DOCUMENT:
_ _ _ _ _ _ _
Big data with very fast access

Asked 22/6, 2015 at 15:10 Answered 29/7, 2015 at 15:9

hbase apache-phoenix influxdb opentsdb kairosdb

I am facing to a problem: database for process plants. There are up to 50,000 sensors at sampling rate of 50 ms. All measured values need to be stored at least 3 years and must support real-time queries (i.e. users can see historical data with delay less than 1 second). I recently read an article about Time-series Database, many options are on hand: OpenTSDB, KairosDB, InfluxDB, ...

I am confused which one would be proper for the purpose? Any one know about this please help me!

UPDATE 15.06.25

Today I run a test based on OpenTSDB. I used Virtual Box to create a cluster of 3 CentOS x64 VMs (1 master, 2 slaves). The host configuration is 8 GB RAM, core i5. The master VM configuration is 3 GB RAM, and the slaves configuration is 1.5 GB RAM. I write a python program to send data to OpenTSDB as below:

s = socket.socket(socket.AF_INET, socket.SOCK_STREAM)
s.connect(("192.168.10.55", 4242))

start_time = time.time()
start_epoch = 1434192418;

for x in range(0, 1000000):
    curr_epoch = start_epoch + x

    tag1 = "put TAG_1 %d 12.9 stt=good\n" % (curr_epoch)
    tag2 = "put TAG_2 %d 12.9 stt=good\n" % (curr_epoch)
    tag3 = "put TAG_3 %d 12.9 stt=good\n" % (curr_epoch)
    tag4 = "put TAG_4 %d 12.9 stt=good\n" % (curr_epoch)
    tag5 = "put TAG_5 %d 12.9 stt=good\n" % (curr_epoch)
    tag6 = "put TAG_6 %d 12.9 stt=good\n" % (curr_epoch)
    tag7 = "put TAG_7 %d 12.9 stt=good\n" % (curr_epoch)
_ _ _ _ _ _ _
STATED PROBLEM: Reproduce the time-series database question from "I am facing" up to and including "KairosDB, InfluxDB, ...", switching "sensors" to "probes" throughout.

MATERIAL SHOWN:
_ _ _ _ _ _ _
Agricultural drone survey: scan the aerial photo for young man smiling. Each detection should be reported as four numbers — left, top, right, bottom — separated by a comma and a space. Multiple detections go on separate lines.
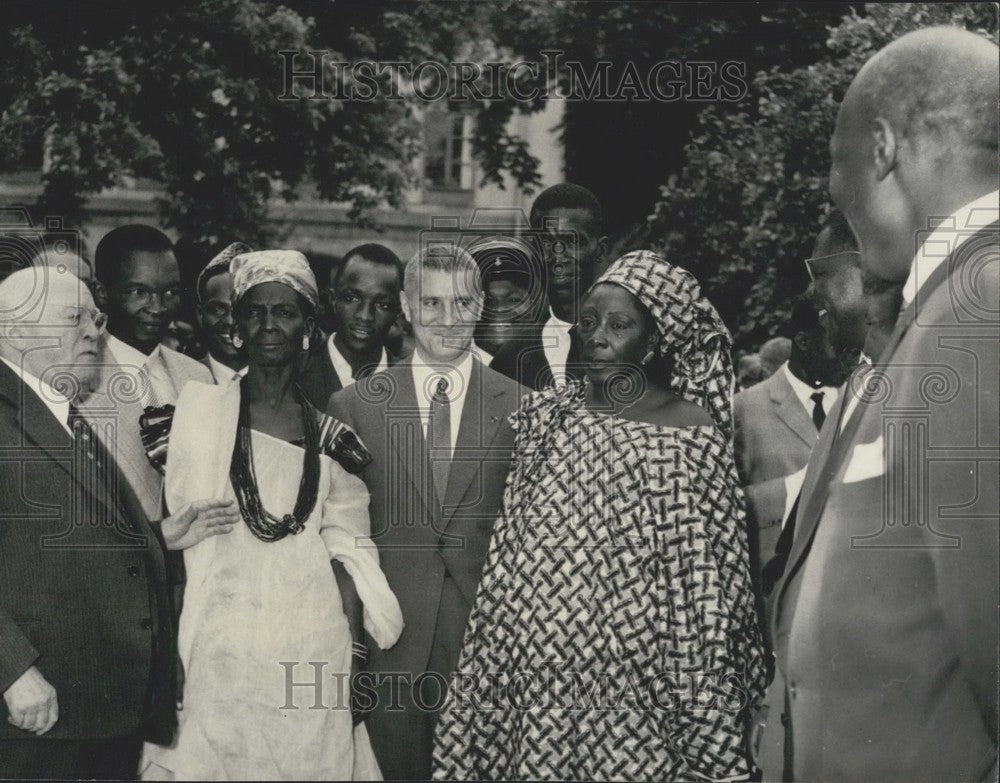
_ _ _ _ _ _ _
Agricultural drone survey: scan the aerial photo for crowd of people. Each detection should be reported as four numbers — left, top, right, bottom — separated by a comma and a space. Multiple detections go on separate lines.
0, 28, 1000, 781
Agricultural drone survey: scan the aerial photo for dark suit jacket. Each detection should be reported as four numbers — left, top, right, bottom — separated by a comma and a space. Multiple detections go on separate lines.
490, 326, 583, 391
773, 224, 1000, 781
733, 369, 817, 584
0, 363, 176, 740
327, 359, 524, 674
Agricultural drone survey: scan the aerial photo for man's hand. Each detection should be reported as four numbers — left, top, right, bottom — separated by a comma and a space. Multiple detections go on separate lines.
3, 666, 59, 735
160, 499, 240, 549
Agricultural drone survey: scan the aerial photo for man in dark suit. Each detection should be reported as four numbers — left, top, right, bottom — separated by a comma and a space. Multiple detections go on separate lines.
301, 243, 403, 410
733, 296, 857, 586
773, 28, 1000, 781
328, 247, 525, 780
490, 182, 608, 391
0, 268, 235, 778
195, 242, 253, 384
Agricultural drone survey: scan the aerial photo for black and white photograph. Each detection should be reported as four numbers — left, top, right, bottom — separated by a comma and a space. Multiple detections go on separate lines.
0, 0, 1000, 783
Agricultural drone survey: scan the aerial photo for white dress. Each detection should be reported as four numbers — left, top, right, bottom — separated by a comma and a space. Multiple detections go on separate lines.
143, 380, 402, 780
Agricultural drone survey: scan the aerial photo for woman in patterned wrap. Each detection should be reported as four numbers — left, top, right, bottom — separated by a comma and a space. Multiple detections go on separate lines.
_ _ _ _ _ _ _
WRITTEN REPLY:
I am facing to a problem: database for process plants. There are up to 50,000 probes at sampling rate of 50 ms. All measured values need to be stored at least 3 years and must support real-time queries (i.e. users can see historical data with delay less than 1 second). I recently read an article about Time-series Database, many options are on hand: OpenTSDB, KairosDB, InfluxDB, ...